> _SUPPLIED DATA_
========
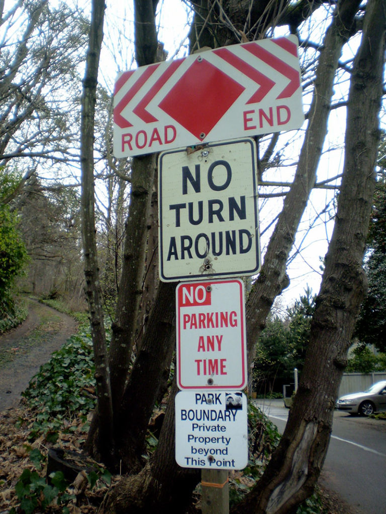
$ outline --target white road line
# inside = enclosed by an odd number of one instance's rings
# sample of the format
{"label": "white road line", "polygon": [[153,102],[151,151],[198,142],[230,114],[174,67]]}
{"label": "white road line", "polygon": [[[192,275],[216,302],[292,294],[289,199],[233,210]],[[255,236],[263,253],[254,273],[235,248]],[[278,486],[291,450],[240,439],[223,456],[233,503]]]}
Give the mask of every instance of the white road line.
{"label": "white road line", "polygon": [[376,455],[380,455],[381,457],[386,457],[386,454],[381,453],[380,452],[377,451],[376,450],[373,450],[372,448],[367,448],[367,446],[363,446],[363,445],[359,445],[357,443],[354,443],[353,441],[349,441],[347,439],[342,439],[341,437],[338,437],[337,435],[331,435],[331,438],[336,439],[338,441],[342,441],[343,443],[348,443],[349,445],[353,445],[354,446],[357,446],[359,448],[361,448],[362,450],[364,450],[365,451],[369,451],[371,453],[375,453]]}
========
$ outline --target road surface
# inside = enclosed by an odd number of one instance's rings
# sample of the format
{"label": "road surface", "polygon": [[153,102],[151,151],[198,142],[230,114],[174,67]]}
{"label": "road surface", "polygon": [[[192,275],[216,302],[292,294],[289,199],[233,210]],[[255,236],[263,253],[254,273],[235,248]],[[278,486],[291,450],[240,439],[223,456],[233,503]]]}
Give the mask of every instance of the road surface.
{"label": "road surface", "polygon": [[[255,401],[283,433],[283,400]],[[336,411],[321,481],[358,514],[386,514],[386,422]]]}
========
Identify every line in the two blocks above that contains the word "outline" and copy each of those lines.

> _SOLUTION FOR THIS TASK_
$ outline --target white road line
$ outline --target road surface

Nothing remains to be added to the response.